### Goal
Throughout the records below, substitute "four whole numbers" for every occurrence of "four integers", and write out the lines again with nothing else changed.

### Data excerpts
## start

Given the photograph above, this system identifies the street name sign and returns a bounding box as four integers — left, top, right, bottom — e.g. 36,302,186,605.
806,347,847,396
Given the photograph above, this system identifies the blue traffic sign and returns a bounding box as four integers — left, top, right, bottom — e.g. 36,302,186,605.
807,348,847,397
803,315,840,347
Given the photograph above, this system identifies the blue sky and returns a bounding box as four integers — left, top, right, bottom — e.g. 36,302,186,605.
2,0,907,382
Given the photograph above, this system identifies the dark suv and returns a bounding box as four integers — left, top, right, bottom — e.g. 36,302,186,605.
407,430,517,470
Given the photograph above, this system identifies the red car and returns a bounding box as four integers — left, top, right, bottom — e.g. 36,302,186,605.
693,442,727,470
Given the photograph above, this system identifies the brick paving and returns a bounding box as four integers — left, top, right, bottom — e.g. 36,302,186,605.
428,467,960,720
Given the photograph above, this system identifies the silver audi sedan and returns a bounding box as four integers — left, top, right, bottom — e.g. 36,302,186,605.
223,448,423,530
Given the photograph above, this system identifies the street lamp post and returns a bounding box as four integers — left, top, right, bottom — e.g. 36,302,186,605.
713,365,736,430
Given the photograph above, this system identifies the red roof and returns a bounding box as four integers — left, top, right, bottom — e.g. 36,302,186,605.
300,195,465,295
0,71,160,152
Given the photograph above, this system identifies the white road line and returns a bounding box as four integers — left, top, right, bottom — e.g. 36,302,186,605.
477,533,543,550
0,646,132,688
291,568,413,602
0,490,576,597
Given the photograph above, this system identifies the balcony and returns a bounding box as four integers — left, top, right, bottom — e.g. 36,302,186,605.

## end

### Result for this exercise
Given the photograph above, this system identifies the street name sign and returns a bounding box as four whole numbers — left, top, right, bottom — e.g. 36,302,186,605.
806,347,847,396
Given the photograph above, this system identifies the blue traffic sign and returns a bounding box as four whole numbers — left, top, right, bottom — e.g. 36,302,186,605.
807,348,847,397
803,315,840,347
Given the photograph above, this system identifies the blue sky and returns a bounding box as four whole numbers — left, top, right, bottom — e.g. 36,302,186,605.
2,0,907,382
Given the photograph above, this system identifies the dark suv and returns a bounding box as four whole numbers — left, top, right, bottom — e.g. 36,302,186,605.
407,430,517,470
Given the photograph above, this system identifies the red car and returns a bounding box as four whole numbers — left, top, right, bottom — e.g. 36,302,186,605.
693,442,727,470
Given the photograph above, this system identifies the brick paving and returns a bounding box as four whole numbers — left, top, right, bottom — e.g. 36,302,186,605.
428,467,960,720
Given the photograph above, this system identifies the silver audi sedan and returns a bounding box as four whole numbers — left, top, right, bottom — e.g. 36,302,186,605.
223,448,423,530
Given the photograph above, this system identifies the street lamp post and returns a bounding box as four whole numbers — left, top, right, bottom — e.g. 36,302,186,605.
713,365,736,430
Given the photograph above, this system identifies the red roof and returns a bounding box as four whole numbers — left, top, right, bottom — e.g. 36,302,186,605.
300,195,465,295
0,71,160,152
Given the photograph above, this system identifies the white road line and returns a bounding box as four whole numbers — left, top, right, bottom — e.g. 36,302,186,605.
477,533,543,550
0,646,132,688
291,568,413,602
0,490,576,597
Given the photograph above, this system identifies the balcony and returns a bounding box as four whole numbers — left, top, right, bottom — e.g. 36,302,186,605.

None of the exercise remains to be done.